» GIVEN TASK 1:
Count the lines in the records that contain the word "segment" and give only that number. Case counts.

» TEXT TO READ:
The systematic review and pilot testing resulted in several questions being reworded to reduce the use of linguistic, psycholinguistic, and assessment terminology. For example, several pilot testers sought clarification for the term “non-majority accent”. Items were also modified to improve clarity with “how much cultural diversity does your class have?” becoming “to what extent do you share a common cultural background?”. Pilot testing also resulted in several questions being made optional and the addition of don’t know and maybe responses for some questions. Some of the questions that had been worded in a way that encouraged a yes or no response were reworded to reflect the extent to which an instructor performed an activity since pilot testers indicated that they should be allowed to provide more detailed information; they believed that their practices were more nuanced than the question implied. For example, “do you explain behavioural expectations…” was changed to “to what extent do you explain behavioural expectations…”.

During the brainstorming session, participants suggested the use of a table to present the assessment recommendations. This suggestion included columns listing the pros and cons for each assessment task (Fig. 1). These became the columns that explain why a specific method might be appropriate and that suggest ways for increasing fairness should that method be chosen.
Fig. 1

Participant-suggested format for how the recommendations should be presented


Beyond validating the instrument and informing the wording of instrument items, pilot testing illustrated the need for such tools, since most of the instructors who participated admitted that they had not previously considered their students’ language abilities when determining teaching and assessment practices. In some cases, pilot testers reported that their participation helped clarify some of the challenges that their students were facing and provided them with additional information that they could use when teaching. Nevertheless, the usefulness of the instrument and its recommendations depend on the quality of the information that is entered by instructors as well as their willingness to reflect on their practices.

Resulting instrument

The instrument is intended to be used when planning a course. Some questions may necessitate the one-time retrieval of information from other sources (e.g., the minimum English proficiency score required for admission) but none of the questions is required. The instrument will work if some questions go unanswered.

Instructors proceed through the questions and are shown a collection of recommendations that are generated based on their input. The instrument shows instructors which of their classroom practices are consistent with each of the potential oral assessment methods and suggests recommendations that could help improve fairness. The instrument also provides a guideline for the level of English proficiency required for students to succeed at each assessment task. Instructors then select the assessment methods they plan to use and are asked a series of questions that are intended to encourage reflection and support their planning. This last stage is especially important when an instructor chooses a task where students’ English proficiency falls below the recommended guideline.

The instrument’s use is illustrated within the context of planning an interdisciplinary course on Language Technology. Language technology is an elective where students are required to meet either a linguistics or computer science prerequisite. Students are assigned to pairs where each pair consists of one linguistics student and one computer science student so that each group has the minimum required background knowledge from both disciplines.

» DATA TO PROCESS:
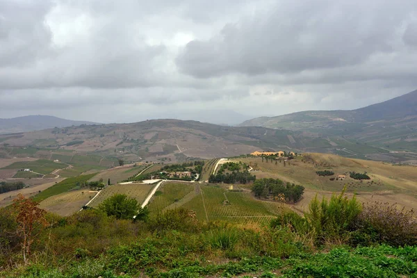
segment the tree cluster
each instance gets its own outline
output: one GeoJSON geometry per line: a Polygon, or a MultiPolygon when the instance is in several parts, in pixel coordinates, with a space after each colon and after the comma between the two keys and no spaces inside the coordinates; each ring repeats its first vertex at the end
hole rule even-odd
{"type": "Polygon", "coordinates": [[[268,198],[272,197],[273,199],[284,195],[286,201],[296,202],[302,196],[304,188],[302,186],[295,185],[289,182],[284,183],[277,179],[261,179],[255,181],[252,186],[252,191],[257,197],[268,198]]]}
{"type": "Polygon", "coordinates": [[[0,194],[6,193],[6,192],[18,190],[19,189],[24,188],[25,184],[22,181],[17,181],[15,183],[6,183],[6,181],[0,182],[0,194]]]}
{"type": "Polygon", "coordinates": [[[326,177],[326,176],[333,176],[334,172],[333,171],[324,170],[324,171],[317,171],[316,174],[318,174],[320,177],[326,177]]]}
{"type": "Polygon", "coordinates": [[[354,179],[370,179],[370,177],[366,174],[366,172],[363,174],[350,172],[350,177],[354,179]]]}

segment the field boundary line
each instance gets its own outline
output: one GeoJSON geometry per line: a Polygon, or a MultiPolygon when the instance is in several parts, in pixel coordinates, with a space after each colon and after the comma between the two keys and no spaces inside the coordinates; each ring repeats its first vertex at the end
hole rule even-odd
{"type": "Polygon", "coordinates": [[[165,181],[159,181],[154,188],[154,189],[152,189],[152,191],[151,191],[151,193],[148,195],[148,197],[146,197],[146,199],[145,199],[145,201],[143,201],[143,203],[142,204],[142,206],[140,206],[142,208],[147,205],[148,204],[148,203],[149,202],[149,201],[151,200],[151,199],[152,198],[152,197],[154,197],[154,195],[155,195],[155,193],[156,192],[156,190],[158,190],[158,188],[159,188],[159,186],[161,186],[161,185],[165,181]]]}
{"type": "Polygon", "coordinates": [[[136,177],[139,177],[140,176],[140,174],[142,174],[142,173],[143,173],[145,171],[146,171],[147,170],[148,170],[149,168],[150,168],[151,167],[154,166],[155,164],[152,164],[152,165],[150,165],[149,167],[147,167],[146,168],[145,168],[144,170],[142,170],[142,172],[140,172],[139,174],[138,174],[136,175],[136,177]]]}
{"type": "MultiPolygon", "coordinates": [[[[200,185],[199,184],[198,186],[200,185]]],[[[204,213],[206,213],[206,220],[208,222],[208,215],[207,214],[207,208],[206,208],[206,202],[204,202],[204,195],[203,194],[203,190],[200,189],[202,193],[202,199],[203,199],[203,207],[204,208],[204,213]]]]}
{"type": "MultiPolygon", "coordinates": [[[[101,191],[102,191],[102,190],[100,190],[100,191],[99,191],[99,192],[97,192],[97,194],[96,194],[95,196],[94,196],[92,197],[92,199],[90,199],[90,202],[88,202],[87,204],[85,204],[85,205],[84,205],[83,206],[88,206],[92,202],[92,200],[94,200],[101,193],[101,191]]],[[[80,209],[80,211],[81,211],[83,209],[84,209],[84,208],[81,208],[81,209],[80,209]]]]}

» GIVEN TASK 2:
Output the passage from the text on the assessment instrument starting at "Beyond validating the" and ending at "on their practices.", reproducing it verbatim.

» TASK RESPONSE 1:
2

» TASK RESPONSE 2:
Beyond validating the instrument and informing the wording of instrument items, pilot testing illustrated the need for such tools, since most of the instructors who participated admitted that they had not previously considered their students’ language abilities when determining teaching and assessment practices. In some cases, pilot testers reported that their participation helped clarify some of the challenges that their students were facing and provided them with additional information that they could use when teaching. Nevertheless, the usefulness of the instrument and its recommendations depend on the quality of the information that is entered by instructors as well as their willingness to reflect on their practices.